Foi precisamente para dar oportunidade às crianças e suas famílias de terem acesso a um brincar completo, diferente e criativo que Beatriz Dias e Osama El Rafaey abriram, no centro de Santarém, em Abril passado, o Espaço Meraki. Pais de uma menina de dois anos, contam que passavam os dias a correr para outras cidades para poderem proporcionar experiências diferentes e enriquecedoras à pequena Gabriela. “Só que gostamos muito de viver em Santarém e então pensámos que seria interessante pararmos de reclamar da nossa cidade e sermos proactivos, fazermos algo por ela”, dizem.
Na pior das hipóteses, se não houvesse adesão por parte das famílias, seria um espaço para a Gabriela explorar com os seus pais. Mas não, a adesão aos ateliês que desenvolvem, pensados para diferentes idades e propósitos, têm sido um sucesso. “Às vezes não nos queremos preocupar em planear a brincadeira, às vezes não temos tempo... Percebo que seja a realidade da maioria das famílias. Mas aqui sabem que vão encontrar um local seguro, planeado para as idades dos filhos onde os pais também são convidados a explorar”, refere Beatriz Dias.

Brincar na natureza ajuda a regular emoções
Brincar, um direito da criança consagrado nos direitos das mesmas, deve “em idades precoces ser aquilo que fazem além das necessidades básicas”, destaca a psicóloga, explicando que é natural que à medida que a criança cresce o tempo de brincadeira vá diminuindo e aconteça de forma mais estruturada. “A brincadeira não tem contra-indicações” e a forma como acontece traz ensinamentos distintos. “Brincar sozinho ensina competências como a tolerância, a frustração, o resolver sozinho, e melhora a auto-estima. Em grupo trabalham-se normas sociais, o respeito pelo outro, a noção de que existo eu e outros; brincar com o adulto beneficia a vinculação e o efeito espelho, de estar a aprender. Todas são importantes”, afirma.

Extrato de dados>
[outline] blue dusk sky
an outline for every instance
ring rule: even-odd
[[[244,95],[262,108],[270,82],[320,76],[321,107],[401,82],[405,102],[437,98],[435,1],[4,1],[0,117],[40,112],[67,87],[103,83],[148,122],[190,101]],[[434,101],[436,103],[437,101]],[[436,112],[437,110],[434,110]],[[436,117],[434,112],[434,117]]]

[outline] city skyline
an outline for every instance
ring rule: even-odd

Instruções a seguir> Segundo o texto sobre o Espaço Meraki, como se chama a filha de Beatriz Dias e Osama El Rafaey?

Resposta> Chama-se Gabriela.